THINGS TO DO –
1. In the text about running Veil 2020, retype everything from "Mike Pondsmith, from" down to "in the corner.".
2. Pick up the text about running Veil 2020 where it stops and keep it going.

ARTICLE –
Before I continue the story, let me back up. I signed up to run Veil 2020, Fraser Simons’ distillation hack of his own PbtA game The Veil. Veil 2020 uses the core emotion-driven stats from The Veil, and uses techniques from The White Hack and World of Dungeons to simplify play. Most importantly and noticeably, there are no moves in Veil 2020. Instead, the game uses an advantage/disadvantage mechanic similar to that from D&D, which is used in any cases of favorable or unfavorable fictional positioning. The other game which influences Veil 2020 heavily is, if you couldn’t guess, Cyberpunk 2020. The gear lists and character classes are either inspired by or mildly lifted from 2020, and pretty much any Night City encounter you can imagine works very well here. Instead of the very specific classes in The Veil or Cyberpunk 2020, Veil 2020 has three classes: the Booster, which is a combat-focused character specialized in tank maneuvers and taking on multiple foes, the Ace, which is any class driven by a specialized skillset and special equipment, and the Pusher, a netrunner-alike which can have one of any number of specialties for interacting with The Veil. And that’s worth mentioning: while the setting is Cyberpunk 2020 at its core, The Veil is added in, along with all the setting implications it brings along regarding digital environments.

So to this game I brought six pregens: one Booster, three Aces, and two Pushers. This ended up being two specialists (a Medtech and a Techie), two hackers (a straight security/intrusion specialist and a Veil illusionist), and two combat characters (a Booster with a katana and an Ace Solo gunslinger). The scenario I brought to bear was not exactly original. In fact, it was a variant on advice that Mike Pondsmith has been giving for years:

“I’ll give you the best advice I have ever given to Cyberpunk Refs. Make It Personal. Forget about world spanning plots. Find out what the players love the most and take it away from them. Seriously. One of the best convention runs I typically do involves all the players living in a nice conapt block in Night City. Then a megacorp decides that they want to put up a sat net tower right there. Bloody chaos ensues.”

Mike Pondsmith, from a December 2017 Reddit post

So here, I went a little lower. Considering the political swing of Veil 2020 (seriously, read the XP rules), I had the characters all living together in housing projects in East Boston. They all woke up to eviction notices with a little Arasaka logo in the corner.

(Stored data)

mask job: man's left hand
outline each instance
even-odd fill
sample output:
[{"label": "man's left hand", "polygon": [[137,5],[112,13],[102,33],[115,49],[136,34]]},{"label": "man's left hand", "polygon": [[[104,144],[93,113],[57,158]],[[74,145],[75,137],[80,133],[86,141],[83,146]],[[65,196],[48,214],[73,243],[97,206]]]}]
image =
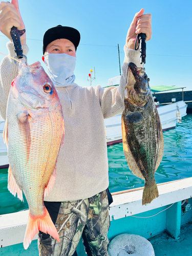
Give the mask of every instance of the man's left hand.
[{"label": "man's left hand", "polygon": [[127,48],[135,49],[135,40],[137,34],[146,34],[146,41],[152,38],[152,15],[150,13],[143,14],[144,9],[137,12],[129,29],[126,38],[126,46]]}]

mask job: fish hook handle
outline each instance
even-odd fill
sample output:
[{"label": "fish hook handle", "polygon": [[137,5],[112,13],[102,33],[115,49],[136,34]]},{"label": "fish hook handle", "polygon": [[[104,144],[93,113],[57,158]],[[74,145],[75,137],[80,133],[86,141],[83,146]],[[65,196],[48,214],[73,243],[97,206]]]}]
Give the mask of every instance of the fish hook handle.
[{"label": "fish hook handle", "polygon": [[[11,36],[13,42],[15,52],[16,54],[16,58],[22,59],[25,58],[27,62],[27,57],[23,54],[22,43],[20,42],[20,36],[25,33],[26,30],[18,30],[15,27],[13,27],[11,29]],[[15,56],[16,57],[16,56]]]},{"label": "fish hook handle", "polygon": [[[140,49],[140,58],[141,62],[140,63],[145,64],[145,58],[146,58],[146,34],[144,34],[143,33],[140,33],[140,34],[138,34],[136,38],[136,40],[135,41],[135,50],[137,51],[137,50]],[[136,48],[136,45],[137,40],[138,40],[138,45],[137,48]]]}]

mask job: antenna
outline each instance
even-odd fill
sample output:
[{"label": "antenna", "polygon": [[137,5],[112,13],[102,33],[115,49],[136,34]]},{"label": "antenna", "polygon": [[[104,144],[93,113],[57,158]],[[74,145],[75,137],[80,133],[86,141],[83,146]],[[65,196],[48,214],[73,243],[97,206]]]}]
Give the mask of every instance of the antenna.
[{"label": "antenna", "polygon": [[90,86],[91,86],[92,84],[93,80],[96,79],[95,67],[94,67],[94,77],[92,77],[92,73],[93,73],[92,69],[90,70],[90,72],[91,72],[91,74],[89,74],[89,76],[88,76],[88,81],[90,81]]},{"label": "antenna", "polygon": [[119,56],[119,44],[117,45],[118,46],[118,53],[119,55],[119,70],[120,70],[120,75],[121,75],[121,64],[120,63],[120,56]]}]

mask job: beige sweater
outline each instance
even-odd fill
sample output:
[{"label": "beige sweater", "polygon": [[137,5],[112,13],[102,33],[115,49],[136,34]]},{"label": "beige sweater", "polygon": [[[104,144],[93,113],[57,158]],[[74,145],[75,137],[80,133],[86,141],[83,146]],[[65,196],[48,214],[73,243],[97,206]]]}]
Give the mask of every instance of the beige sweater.
[{"label": "beige sweater", "polygon": [[[7,44],[9,55],[15,53]],[[45,201],[63,201],[89,198],[109,186],[108,160],[104,119],[122,113],[126,72],[130,62],[140,67],[139,52],[124,47],[125,58],[119,87],[102,89],[76,83],[56,88],[65,124],[64,144],[59,153],[57,174]],[[27,55],[27,46],[23,47]],[[10,88],[18,74],[13,60],[5,57],[0,65],[0,115],[6,119]]]}]

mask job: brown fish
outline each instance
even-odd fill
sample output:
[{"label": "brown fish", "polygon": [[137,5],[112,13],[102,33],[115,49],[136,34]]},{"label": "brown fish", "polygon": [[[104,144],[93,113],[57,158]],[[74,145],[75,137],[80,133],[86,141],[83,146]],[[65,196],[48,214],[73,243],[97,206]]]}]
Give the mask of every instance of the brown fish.
[{"label": "brown fish", "polygon": [[122,115],[124,153],[130,169],[145,179],[142,204],[159,196],[155,173],[163,154],[160,119],[144,69],[130,62]]}]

ANSWERS PROVIDED –
1.
Mike Pondsmith, from a December 2017 Reddit post

So here, I went a little lower. Considering the political swing of Veil 2020 (seriously, read the XP rules), I had the characters all living together in housing projects in East Boston. They all woke up to eviction notices with a little Arasaka logo in the corner.

2.
While I had pre-genned the characters and even given them names, it was my players who really made their personalities pop. We had Shaw, former adrenaline junkie and drug enthusiast. Shaw had, early on in the game, produced a (as the player described it) “Fear and Loathing level suitcase of drugs” in case it would come in handy. Max was the solo. Handy with a gun and used to being kicked out of places, Max had already packed his scant belongings before joining up with the team to fight back. Angel was the infiltration specialist, a skilled but maybe not street-smart hacker who decided to hack into the local Arasaka branch (while the GM looked on in horror…but let him roll anyway). Charlie was the Booster, a potent merc who often had his memory wiped after jobs to preserve plausible deniability. His first move upon finding the eviction notice? Going to the one neighbor whom he knew worked for Arasaka, and, upon finding him already packed and ready to move, angrily trashing his apartment. And finally there was Robin. Robin was, in addition to being the Veil illusionist, a graffiti artist and inveterate body modder, sporting synth hair and a body full of programmable tattoos. His tag? ‘Red Robin’, a bird caricature, which was commemorated in a tattoo on his shoulder.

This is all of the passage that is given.